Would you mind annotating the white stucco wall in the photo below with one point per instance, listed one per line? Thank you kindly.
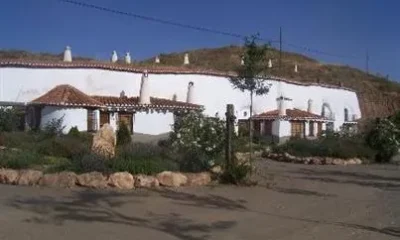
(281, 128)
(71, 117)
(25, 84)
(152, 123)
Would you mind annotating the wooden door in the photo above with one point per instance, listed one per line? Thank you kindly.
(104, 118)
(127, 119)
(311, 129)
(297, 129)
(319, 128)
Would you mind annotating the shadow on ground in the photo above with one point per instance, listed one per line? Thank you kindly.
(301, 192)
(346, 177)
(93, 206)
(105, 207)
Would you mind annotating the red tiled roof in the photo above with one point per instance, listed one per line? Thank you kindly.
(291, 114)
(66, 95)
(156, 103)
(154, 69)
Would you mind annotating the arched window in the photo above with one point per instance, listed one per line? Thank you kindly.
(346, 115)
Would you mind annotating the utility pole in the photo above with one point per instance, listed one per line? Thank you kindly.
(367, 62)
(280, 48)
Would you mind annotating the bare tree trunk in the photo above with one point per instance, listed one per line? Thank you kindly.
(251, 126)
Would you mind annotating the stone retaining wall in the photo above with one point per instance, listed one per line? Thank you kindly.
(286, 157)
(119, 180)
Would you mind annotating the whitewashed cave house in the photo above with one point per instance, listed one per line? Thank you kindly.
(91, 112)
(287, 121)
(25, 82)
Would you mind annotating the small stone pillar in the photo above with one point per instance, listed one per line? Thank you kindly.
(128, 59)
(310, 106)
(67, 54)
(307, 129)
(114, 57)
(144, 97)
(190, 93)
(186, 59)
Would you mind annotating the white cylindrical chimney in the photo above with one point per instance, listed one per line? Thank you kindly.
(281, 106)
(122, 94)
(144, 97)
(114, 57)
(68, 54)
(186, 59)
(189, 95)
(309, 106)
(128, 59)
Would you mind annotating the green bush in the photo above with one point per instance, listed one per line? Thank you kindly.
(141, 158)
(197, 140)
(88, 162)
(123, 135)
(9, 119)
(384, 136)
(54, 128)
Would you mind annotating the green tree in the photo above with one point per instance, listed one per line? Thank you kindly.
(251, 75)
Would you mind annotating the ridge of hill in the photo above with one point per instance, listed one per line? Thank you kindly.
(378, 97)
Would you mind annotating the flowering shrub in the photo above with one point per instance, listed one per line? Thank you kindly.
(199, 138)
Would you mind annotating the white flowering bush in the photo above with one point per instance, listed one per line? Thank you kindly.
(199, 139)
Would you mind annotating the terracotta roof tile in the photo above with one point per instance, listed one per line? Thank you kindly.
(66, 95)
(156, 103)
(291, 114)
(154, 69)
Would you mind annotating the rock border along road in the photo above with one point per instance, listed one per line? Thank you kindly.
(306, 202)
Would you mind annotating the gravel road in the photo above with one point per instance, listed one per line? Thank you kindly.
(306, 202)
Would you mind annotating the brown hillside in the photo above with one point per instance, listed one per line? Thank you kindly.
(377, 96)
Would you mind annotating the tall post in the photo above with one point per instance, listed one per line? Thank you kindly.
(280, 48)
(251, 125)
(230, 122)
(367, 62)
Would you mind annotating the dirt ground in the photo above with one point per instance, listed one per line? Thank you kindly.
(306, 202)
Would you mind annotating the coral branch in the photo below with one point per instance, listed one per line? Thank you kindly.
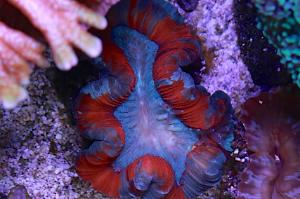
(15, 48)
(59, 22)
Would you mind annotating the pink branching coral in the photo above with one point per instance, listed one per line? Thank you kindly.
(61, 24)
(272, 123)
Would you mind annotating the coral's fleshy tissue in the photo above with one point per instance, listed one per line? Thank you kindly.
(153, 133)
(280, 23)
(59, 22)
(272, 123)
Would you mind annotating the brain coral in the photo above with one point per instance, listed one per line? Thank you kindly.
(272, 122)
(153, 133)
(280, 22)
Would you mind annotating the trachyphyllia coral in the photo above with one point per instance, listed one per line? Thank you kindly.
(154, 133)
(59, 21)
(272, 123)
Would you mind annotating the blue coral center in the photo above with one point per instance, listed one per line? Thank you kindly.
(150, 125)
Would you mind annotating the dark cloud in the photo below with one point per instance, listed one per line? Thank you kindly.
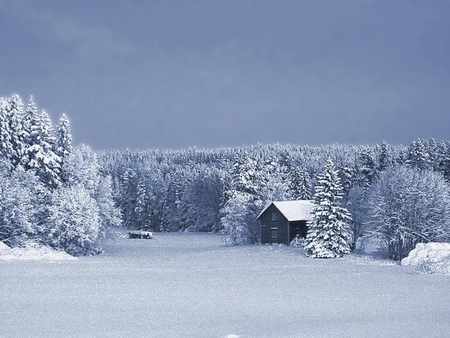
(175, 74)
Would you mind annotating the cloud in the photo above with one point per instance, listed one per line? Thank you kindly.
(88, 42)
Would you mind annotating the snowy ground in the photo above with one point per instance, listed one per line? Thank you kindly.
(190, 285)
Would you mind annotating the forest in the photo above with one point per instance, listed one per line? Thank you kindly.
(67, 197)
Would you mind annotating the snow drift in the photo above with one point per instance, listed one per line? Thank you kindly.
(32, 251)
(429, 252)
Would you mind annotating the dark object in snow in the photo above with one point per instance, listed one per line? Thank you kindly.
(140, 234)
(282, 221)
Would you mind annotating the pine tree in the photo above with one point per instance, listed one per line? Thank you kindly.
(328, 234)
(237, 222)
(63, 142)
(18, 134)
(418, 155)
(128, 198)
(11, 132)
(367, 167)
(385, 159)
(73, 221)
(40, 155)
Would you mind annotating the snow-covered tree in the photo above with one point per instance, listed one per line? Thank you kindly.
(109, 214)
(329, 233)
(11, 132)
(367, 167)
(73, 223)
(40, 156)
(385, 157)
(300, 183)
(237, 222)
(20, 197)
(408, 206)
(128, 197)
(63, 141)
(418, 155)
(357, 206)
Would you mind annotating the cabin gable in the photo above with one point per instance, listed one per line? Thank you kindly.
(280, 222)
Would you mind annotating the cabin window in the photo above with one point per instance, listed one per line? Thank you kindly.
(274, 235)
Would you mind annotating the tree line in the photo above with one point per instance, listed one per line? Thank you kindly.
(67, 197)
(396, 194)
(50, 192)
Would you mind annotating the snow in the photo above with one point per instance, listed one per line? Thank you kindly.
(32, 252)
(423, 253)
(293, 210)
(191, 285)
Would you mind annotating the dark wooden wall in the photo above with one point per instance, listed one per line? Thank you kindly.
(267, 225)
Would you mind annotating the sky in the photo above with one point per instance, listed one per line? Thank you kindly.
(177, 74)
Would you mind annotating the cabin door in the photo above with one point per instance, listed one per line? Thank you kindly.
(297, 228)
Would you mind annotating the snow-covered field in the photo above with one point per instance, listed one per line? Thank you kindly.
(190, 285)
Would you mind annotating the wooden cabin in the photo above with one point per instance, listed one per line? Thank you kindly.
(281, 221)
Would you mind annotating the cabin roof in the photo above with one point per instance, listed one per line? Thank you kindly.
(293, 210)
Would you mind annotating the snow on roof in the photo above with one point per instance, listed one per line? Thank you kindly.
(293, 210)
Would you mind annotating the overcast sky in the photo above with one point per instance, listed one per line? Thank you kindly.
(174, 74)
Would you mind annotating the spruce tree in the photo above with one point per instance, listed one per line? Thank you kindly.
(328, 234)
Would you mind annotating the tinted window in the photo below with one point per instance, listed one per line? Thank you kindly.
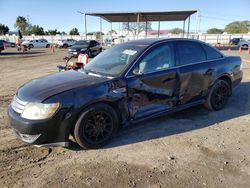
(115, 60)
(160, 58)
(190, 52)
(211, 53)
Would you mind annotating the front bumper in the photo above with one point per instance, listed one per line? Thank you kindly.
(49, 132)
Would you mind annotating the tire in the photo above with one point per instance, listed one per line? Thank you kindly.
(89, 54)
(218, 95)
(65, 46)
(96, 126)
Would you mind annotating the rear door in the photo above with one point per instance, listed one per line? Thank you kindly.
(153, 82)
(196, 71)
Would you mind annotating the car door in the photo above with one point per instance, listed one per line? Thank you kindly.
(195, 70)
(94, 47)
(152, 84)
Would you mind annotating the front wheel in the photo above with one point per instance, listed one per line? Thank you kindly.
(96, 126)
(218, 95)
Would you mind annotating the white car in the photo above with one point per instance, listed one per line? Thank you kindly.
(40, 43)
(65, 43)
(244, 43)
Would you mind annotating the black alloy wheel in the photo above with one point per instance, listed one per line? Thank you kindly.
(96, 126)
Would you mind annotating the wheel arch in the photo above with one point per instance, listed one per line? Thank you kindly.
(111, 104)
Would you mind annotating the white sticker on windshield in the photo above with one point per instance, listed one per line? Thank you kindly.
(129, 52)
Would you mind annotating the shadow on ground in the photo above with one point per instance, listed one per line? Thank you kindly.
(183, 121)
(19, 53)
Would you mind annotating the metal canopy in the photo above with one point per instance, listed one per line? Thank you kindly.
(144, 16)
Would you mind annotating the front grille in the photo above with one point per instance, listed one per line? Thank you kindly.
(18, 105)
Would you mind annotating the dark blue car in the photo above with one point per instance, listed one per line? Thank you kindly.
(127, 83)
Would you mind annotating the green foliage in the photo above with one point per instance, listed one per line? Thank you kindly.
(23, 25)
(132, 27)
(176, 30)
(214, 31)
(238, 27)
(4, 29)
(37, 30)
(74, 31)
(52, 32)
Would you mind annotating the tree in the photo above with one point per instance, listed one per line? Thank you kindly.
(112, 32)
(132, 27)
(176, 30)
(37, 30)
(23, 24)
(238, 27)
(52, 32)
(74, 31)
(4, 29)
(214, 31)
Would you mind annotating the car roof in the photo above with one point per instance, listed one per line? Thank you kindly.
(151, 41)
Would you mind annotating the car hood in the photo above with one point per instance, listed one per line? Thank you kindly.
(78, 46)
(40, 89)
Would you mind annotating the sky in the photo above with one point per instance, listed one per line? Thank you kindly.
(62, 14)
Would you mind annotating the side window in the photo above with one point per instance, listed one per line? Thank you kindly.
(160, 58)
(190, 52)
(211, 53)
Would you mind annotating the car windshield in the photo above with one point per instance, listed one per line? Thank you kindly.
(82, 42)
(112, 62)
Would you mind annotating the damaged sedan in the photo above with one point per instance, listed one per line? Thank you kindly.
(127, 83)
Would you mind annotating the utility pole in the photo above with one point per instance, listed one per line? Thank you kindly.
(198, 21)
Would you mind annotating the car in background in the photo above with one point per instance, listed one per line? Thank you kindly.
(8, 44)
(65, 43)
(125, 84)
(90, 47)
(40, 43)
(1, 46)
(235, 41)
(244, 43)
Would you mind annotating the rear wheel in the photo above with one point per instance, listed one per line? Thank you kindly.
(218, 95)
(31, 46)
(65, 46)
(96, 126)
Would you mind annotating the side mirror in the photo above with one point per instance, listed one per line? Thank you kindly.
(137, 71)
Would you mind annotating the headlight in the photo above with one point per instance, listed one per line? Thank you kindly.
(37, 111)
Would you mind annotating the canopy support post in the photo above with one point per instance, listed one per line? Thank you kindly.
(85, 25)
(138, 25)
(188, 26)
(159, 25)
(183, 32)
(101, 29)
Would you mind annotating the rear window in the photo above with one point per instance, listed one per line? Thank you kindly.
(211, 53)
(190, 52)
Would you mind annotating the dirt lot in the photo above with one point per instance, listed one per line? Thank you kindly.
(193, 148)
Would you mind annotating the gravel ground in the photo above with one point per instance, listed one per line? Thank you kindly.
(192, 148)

#####

== Objective ==
Reproduce the lines word for word, starting at the one holding "Would you mind annotating the side window" and ending at the final line of the material above.

== Worked answer ==
Would you mind annotating the side window in the photo above with one point per instance, listed one per line? Thank you kindly.
(160, 58)
(190, 52)
(211, 53)
Would you mind annotating the car windshield in the photo above with one point per instance, listed one per line? Thank you kindly.
(82, 42)
(112, 62)
Would you mind annotating the damaged sedan in the photo above with one point per instance, listed one per line? Thank you kindly.
(127, 83)
Would you mind annotating the utility pole in the photo above with one point per instance, listed one per line? Thank you kindly.
(198, 21)
Would you mind annotating the car in background in the photo above with one point per instance, listed one per line? Thank you kindly.
(8, 44)
(65, 43)
(125, 84)
(90, 47)
(40, 43)
(1, 46)
(235, 41)
(244, 43)
Would you mind annotating the rear wheel in the photo above with one point per instance, listed one per line? Thank you kindly.
(218, 95)
(31, 46)
(65, 46)
(96, 126)
Would you mind annotating the side mirror in the photo above with one point per instance, listed one per line? Thank you kindly.
(137, 71)
Would you mind annotating the headlight in the photo above with one point per instance, listed one per line? Thank you kindly.
(37, 111)
Would you mind annotating the canopy support post in the photo above with one point per instance, listed one per line? Thank you kindly.
(85, 25)
(138, 25)
(188, 26)
(159, 25)
(183, 32)
(101, 29)
Would you mind annotating the rear window in the photo above with one point per instance, listed one per line? Thank you kindly.
(211, 53)
(190, 52)
Would you mind annotating the dirt lot in the photo above with one point per instance, listed one per line? Thank you kindly.
(193, 148)
Would you mind annotating the gravel ground in the photo above with one point per instance, listed one per line? Thank you kindly.
(192, 148)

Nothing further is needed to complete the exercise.